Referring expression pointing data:
——
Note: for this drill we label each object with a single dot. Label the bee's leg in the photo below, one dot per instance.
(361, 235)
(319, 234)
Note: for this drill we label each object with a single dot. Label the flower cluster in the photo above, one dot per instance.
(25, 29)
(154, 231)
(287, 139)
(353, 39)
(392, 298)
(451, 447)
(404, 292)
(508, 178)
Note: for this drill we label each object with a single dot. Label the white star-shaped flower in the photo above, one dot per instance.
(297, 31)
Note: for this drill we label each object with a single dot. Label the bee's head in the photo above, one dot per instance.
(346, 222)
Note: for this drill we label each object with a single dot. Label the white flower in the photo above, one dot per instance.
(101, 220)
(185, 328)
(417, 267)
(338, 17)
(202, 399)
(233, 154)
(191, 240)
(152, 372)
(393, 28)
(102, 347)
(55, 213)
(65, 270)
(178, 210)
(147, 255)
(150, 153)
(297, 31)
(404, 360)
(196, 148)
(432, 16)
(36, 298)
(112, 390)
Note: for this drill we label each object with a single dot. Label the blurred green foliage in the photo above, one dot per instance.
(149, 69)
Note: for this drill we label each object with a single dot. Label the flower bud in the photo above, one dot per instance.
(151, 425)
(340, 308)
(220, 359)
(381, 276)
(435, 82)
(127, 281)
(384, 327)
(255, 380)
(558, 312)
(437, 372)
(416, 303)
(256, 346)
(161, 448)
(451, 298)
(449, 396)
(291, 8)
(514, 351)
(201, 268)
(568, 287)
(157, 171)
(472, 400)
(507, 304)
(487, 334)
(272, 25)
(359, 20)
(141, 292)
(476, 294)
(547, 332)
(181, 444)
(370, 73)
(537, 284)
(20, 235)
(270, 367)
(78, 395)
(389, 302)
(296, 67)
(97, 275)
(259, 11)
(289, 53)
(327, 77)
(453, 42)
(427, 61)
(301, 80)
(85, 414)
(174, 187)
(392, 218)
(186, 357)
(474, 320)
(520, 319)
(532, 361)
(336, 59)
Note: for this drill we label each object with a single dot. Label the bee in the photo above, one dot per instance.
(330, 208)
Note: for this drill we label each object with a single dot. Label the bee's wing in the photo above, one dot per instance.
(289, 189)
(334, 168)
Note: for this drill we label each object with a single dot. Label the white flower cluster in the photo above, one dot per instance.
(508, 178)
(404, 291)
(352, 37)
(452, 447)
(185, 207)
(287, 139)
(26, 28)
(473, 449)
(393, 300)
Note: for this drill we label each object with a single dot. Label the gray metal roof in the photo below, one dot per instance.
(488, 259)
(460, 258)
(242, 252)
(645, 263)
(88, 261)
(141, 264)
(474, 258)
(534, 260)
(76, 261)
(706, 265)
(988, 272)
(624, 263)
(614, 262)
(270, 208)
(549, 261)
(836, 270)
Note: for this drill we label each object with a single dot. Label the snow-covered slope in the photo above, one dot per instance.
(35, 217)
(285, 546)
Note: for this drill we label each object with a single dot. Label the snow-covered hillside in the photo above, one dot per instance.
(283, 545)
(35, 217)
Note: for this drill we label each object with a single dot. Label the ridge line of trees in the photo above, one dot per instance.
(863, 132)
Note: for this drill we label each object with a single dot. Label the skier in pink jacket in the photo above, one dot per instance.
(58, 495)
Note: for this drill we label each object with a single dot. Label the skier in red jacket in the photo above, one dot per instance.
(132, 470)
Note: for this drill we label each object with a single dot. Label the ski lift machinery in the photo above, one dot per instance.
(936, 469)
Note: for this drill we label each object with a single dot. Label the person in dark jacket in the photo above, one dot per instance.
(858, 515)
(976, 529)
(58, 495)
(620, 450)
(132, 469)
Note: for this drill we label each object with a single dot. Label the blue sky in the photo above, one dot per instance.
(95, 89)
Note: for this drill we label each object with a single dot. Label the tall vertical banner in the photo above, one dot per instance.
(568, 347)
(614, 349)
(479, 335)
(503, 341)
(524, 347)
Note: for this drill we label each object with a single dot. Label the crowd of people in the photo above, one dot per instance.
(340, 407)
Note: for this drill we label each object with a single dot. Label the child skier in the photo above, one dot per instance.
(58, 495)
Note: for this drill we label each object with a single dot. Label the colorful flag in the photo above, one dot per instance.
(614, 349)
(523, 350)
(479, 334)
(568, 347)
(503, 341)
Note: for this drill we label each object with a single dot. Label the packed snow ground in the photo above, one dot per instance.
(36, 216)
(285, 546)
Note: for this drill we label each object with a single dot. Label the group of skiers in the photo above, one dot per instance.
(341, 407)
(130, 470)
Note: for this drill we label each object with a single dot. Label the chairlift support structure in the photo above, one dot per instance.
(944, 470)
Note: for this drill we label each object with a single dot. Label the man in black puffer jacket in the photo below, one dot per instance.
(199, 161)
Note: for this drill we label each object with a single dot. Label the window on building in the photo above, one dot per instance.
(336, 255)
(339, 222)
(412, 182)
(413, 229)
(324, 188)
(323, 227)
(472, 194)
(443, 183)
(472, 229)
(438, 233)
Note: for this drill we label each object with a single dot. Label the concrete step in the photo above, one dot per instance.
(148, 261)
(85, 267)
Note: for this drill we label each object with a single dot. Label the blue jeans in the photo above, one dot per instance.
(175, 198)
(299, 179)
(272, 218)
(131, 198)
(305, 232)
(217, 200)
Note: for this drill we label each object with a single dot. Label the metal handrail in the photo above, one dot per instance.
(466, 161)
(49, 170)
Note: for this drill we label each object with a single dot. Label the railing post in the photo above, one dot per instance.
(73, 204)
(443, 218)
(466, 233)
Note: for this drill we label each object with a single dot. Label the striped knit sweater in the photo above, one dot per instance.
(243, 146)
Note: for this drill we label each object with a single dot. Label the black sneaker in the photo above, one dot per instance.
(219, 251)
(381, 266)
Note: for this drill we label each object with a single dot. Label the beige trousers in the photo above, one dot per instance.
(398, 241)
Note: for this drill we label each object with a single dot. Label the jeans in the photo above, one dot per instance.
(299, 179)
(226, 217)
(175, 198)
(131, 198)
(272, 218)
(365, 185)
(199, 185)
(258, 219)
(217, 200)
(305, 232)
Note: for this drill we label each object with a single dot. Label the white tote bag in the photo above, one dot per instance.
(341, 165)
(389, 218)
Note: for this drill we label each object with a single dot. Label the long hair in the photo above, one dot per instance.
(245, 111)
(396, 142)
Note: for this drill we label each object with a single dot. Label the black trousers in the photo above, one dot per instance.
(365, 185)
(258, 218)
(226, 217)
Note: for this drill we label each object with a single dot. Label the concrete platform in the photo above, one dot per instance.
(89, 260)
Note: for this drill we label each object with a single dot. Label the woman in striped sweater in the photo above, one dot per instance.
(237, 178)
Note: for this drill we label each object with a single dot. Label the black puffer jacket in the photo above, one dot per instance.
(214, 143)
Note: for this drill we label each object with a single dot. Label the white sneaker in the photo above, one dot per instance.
——
EXERCISE OBJECTIVE: Every entry above should be transcribed exactly as it appears.

SOLVED EXERCISE:
Note: for this drill we label each object with a single dot. Label the bee's leg in the photo below, one dot per instance.
(361, 235)
(319, 234)
Note: for this drill we label each object with a single dot. Label the flower cluster in the photo above, one dot per instance.
(25, 29)
(154, 231)
(287, 139)
(353, 39)
(392, 298)
(451, 447)
(404, 292)
(508, 178)
Note: for this drill we label each object with a single dot. Label the white star-shaped flower in the photo above, one dot per instance.
(297, 31)
Note: for this drill we label each object with a single dot. Label the bee's head in the photo above, one dot per instance.
(346, 222)
Note: for this drill we label each object with a single dot. Label the white flower in the photo above, one dot per instance.
(101, 220)
(185, 328)
(417, 267)
(338, 17)
(202, 399)
(233, 154)
(191, 240)
(152, 372)
(393, 28)
(102, 347)
(55, 213)
(65, 270)
(178, 210)
(147, 255)
(150, 153)
(297, 31)
(404, 360)
(196, 148)
(432, 16)
(36, 298)
(112, 390)
Note: for this drill we label each object with a single dot. Label the blurred green foliage in the photo above, one dot per instance.
(149, 69)
Note: for this drill we label each object with a single dot. Label the flower bud in the photo above, one dot per instance.
(151, 425)
(340, 308)
(220, 359)
(381, 276)
(435, 82)
(127, 281)
(384, 327)
(255, 380)
(558, 312)
(437, 372)
(416, 303)
(256, 346)
(161, 448)
(451, 298)
(449, 396)
(291, 8)
(514, 351)
(201, 268)
(568, 287)
(157, 171)
(472, 400)
(507, 304)
(487, 334)
(272, 25)
(359, 20)
(141, 292)
(476, 294)
(547, 332)
(181, 444)
(370, 73)
(537, 284)
(20, 235)
(270, 367)
(78, 395)
(389, 302)
(296, 67)
(97, 275)
(259, 11)
(289, 53)
(327, 77)
(453, 42)
(427, 61)
(301, 80)
(85, 414)
(174, 187)
(392, 218)
(186, 357)
(474, 320)
(520, 319)
(532, 361)
(336, 59)
Note: for this drill we label each object with a single dot. Label the bee in the photo above, one dot per instance.
(330, 208)
Note: for this drill we label each object with a single dot. Label the bee's wing in the photo above, one dot per instance.
(289, 189)
(334, 168)
Note: for this drill we label each object with a single dot. Label the white flower cluster in the photo above, one dot per instance.
(508, 178)
(404, 291)
(352, 37)
(452, 447)
(185, 207)
(287, 139)
(26, 28)
(473, 449)
(393, 300)
Note: for this drill we label each object with a single dot. Label the gray metal roof in the photo below, one dot per instance.
(488, 259)
(460, 258)
(242, 252)
(645, 263)
(88, 261)
(141, 264)
(474, 258)
(534, 260)
(76, 261)
(706, 265)
(988, 272)
(624, 263)
(614, 262)
(270, 208)
(549, 261)
(836, 270)
Note: for this drill we label each object with a single dot. Label the snow-covered slope in the photo above, one dot per instance.
(35, 217)
(285, 546)
Note: for this drill we label each object with a single dot. Label the snow-covered hillside in the photo above, one dot per instance.
(283, 545)
(35, 217)
Note: for this drill we label each object with a single dot. Label the ridge line of trees in the photo above, one dot per instance.
(863, 132)
Note: for this drill we label each object with a single dot. Label the skier in pink jacket in the photo above, one dot per instance.
(58, 495)
Note: for this drill we label each object with a single dot. Label the skier in red jacket in the photo above, one dot per instance.
(132, 470)
Note: for this drill we label each object with a single dot. Label the ski lift machinery in the photo above, one dot per instance.
(936, 469)
Note: for this drill we label each object with a single dot. Label the person in dark jacket in the photo above, one dot per instance.
(858, 515)
(976, 529)
(58, 495)
(620, 450)
(132, 469)
Note: for this drill we label each object with a single dot. Label the blue sky in the photo above, one dot per instance.
(95, 89)
Note: for this drill we label each object with a single dot. Label the tall vertical banner in the photo above, one dot per instance.
(568, 347)
(614, 349)
(479, 335)
(503, 341)
(524, 347)
Note: for this drill we label each object with a single dot. Label the crowd of people in the photo above, one dot per instance.
(340, 407)
Note: for this drill we label each object with a single dot. Label the child skier in the photo above, one dot per instance.
(58, 495)
Note: for this drill we label each object with a single dot. Label the colorful flag in the photo above, one dot per instance.
(614, 349)
(523, 350)
(479, 334)
(568, 347)
(503, 341)
Note: for this drill we label each object with a single dot. Label the packed snow ground in the photo above, one dot per instance.
(36, 216)
(285, 546)
Note: for this drill we label each object with a single dot. Label the group of skiers in the photo above, one dot per instance.
(341, 407)
(130, 470)
Note: for this drill we label each object with a single dot. Label the chairlift support structure in the photo above, one dot per instance.
(944, 470)
Note: for this drill we label each object with a single dot. Label the man in black puffer jacket in the photo below, one dot per instance.
(199, 161)
Note: for this drill we label each object with a single dot. Label the window on building in the photo above, one dot per instance.
(336, 255)
(339, 222)
(412, 182)
(413, 229)
(324, 188)
(323, 227)
(472, 194)
(443, 183)
(472, 229)
(438, 233)
Note: for this drill we label each object with a single dot. Label the concrete step in the photo above, one dot per instance.
(148, 261)
(85, 267)
Note: for this drill we label each object with a single dot. Label the blue jeans in the photo above, one dot per instance.
(175, 198)
(299, 179)
(272, 218)
(131, 198)
(305, 232)
(217, 200)
Note: for this drill we label each object with a single dot. Label the metal handrail in the photo above, one dot per instance.
(466, 161)
(49, 170)
Note: for this drill we label each object with a single dot. Label the railing post in the photo above, one dot per instance.
(73, 204)
(443, 218)
(466, 233)
Note: for this drill we label each object with a single dot. Label the striped knit sweater in the photo above, one dot per instance.
(243, 146)
Note: for this drill we label each object with a single dot. Label the black sneaker in the photo above, one dot per instance.
(219, 251)
(381, 266)
Note: for this drill we label each object with a single dot. Label the beige trousers in the photo above, one dot per instance.
(398, 241)
Note: for this drill we label each object with a single dot. Label the jeans in the photo above, one dot per instance.
(299, 179)
(226, 217)
(175, 198)
(131, 198)
(272, 218)
(365, 185)
(199, 185)
(258, 219)
(217, 200)
(305, 232)
Note: for this drill we label each object with a single dot. Label the white tote bag in the photo above, one dot per instance.
(341, 165)
(389, 218)
Note: for this drill we label each object with a single dot. Label the long hair in the photo above, one dot per instance.
(245, 111)
(396, 142)
Note: for this drill we label each object with a single dot. Label the black trousers in the photo above, one dot per instance.
(365, 185)
(258, 218)
(226, 217)
Note: for this drill we label each object with a single dot. Label the concrete platform in the photo above, one dot per instance.
(89, 260)
Note: for this drill we label each object with a single dot. Label the woman in striped sweater in the photo above, one dot per instance.
(237, 178)
Note: for this drill we label each object with a single dot. Label the black puffer jacket in the photo above, one dot per instance.
(214, 143)
Note: for this drill we label each object with a single dot. Label the white sneaker in the photo above, one dot per instance.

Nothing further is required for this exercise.